### Source passage
§ §
Happy Birthday, Little Man

This past weekend was our little guy’s 4th birthday. It was his golden birthday (four on the 4th), and it was a pretty epic celebration. Trampoline parks may be the greatest innovation in kids play activities to date. Anyway, the night before his actual day, I got a little emotional thinking about all he’s been through already in his short life and how he’s doing so great now.

So here’s what he IS: a spitfire who doesn’t take crap from anyone; a sweet, curly-haired boy who would always rather sit on my lap than in the open chair directly adjacent to me; a smarty-pants who is taking to preschool like a champ; a ravenous eater of noodles and toast; a hard-headed and emotional human person who is quick with tears or a smile, depending on the circumstances; a confident old soul who speaks as well with adults as he does kids his own age, when he feels like it; a sometimes-Spider-Man.

Here’s what he’s not: a kid with cancer. Not anymore. He’ll still be in the maintenance phase until August 2024, but there haven’t been any cancer cells present in a long time now. The disease was awful and would’ve killed him if he hadn’t started aggressive treatment right away. But the treatment process hasn’t been a picnic. We’re so grateful for science and know we are so lucky that scientists and doctors were able to learn from millions of sick kids who came before ours on how to treat this type of cancer most effectively. It was just so scary seeing the changes in his little body caused by various types of chemo, and treatment lasts SO LONG.

We had gotten into the habit of thinking of him as a cancer kid – precious, delicate, one dimensional. We have spent a year and a half being afraid of viruses and runny noses. Anxiety has been running high, all surrounding his health, with the feeling that we were walking a razor’s edge between normal life and a hospital stay. More than once, we chose to stay home from social things or to go home early because we weren’t sure he could handle whatever we were doing. Nowadays, I see kids littler than he is staying out late at social gatherings in the neighborhood, and I wonder about the calculations we made, if we could’ve been riskier and let him stay out later or do more, and how that would’ve changed our feelings about the last few months.

But he’s so tough, even with every other big emotion he feels and doesn’t bother to hide. He’s resilient in a way I wish kids didn’t need to ever be. Being lulled into thinking these kids are delicate and need protection is tempting for parents, allowing us to place ourselves higher on the scale of importance. But this is a mistake. He’s so much more than that, and we’re so freaking proud.
§ §
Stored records
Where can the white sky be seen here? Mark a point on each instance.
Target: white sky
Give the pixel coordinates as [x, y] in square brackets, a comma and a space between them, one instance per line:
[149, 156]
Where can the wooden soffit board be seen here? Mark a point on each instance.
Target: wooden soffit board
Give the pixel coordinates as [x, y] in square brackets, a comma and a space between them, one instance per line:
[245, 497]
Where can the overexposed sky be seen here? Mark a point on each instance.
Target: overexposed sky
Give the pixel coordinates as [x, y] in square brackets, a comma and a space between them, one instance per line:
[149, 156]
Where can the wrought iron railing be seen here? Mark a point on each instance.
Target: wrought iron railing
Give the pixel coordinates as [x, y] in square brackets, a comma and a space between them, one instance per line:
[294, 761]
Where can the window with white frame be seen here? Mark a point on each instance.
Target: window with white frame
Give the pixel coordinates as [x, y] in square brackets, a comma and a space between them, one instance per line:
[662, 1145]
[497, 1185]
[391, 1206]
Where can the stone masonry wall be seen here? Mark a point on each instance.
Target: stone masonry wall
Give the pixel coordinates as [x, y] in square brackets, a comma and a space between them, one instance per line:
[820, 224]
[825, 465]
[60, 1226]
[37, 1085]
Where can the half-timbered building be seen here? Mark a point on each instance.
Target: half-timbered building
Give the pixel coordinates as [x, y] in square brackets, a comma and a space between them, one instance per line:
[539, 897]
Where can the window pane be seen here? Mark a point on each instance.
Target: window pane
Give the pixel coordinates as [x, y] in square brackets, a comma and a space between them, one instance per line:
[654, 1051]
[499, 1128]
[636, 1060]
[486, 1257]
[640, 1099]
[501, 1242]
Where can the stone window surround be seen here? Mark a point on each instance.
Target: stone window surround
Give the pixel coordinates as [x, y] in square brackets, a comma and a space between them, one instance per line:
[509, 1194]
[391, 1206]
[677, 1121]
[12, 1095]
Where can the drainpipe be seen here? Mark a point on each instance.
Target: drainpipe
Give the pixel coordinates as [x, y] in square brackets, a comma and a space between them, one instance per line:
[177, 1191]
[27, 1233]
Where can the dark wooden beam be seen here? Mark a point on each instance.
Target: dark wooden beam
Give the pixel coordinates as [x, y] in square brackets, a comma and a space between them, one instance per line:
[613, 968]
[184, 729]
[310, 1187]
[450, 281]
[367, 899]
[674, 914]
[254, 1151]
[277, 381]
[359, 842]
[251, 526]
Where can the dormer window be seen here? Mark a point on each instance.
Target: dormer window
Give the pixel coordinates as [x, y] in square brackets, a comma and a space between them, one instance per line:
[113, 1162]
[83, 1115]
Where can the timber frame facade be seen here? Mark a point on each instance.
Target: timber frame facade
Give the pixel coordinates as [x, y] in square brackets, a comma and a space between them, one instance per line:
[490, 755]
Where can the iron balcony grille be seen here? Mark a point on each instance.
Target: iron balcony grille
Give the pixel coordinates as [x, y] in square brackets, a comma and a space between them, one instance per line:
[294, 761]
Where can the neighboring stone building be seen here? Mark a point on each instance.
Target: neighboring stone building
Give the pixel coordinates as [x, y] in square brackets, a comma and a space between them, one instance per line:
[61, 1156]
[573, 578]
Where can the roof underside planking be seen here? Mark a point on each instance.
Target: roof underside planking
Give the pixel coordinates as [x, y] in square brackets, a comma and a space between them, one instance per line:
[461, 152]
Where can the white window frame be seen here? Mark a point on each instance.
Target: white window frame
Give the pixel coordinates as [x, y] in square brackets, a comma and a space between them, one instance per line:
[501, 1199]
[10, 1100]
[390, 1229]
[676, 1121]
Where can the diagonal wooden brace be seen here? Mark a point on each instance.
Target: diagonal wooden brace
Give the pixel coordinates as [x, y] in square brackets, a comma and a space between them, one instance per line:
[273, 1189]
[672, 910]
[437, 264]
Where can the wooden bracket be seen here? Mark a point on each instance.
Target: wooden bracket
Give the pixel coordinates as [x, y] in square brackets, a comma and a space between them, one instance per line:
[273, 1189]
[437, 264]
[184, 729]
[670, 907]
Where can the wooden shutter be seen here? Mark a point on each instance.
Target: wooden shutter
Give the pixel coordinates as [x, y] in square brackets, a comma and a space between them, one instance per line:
§ §
### Task details
Write out the stretch of the birthday post from "This past weekend" through "it; a sometimes-Spider-Man." word for word.

### Answer section
This past weekend was our little guy’s 4th birthday. It was his golden birthday (four on the 4th), and it was a pretty epic celebration. Trampoline parks may be the greatest innovation in kids play activities to date. Anyway, the night before his actual day, I got a little emotional thinking about all he’s been through already in his short life and how he’s doing so great now.

So here’s what he IS: a spitfire who doesn’t take crap from anyone; a sweet, curly-haired boy who would always rather sit on my lap than in the open chair directly adjacent to me; a smarty-pants who is taking to preschool like a champ; a ravenous eater of noodles and toast; a hard-headed and emotional human person who is quick with tears or a smile, depending on the circumstances; a confident old soul who speaks as well with adults as he does kids his own age, when he feels like it; a sometimes-Spider-Man.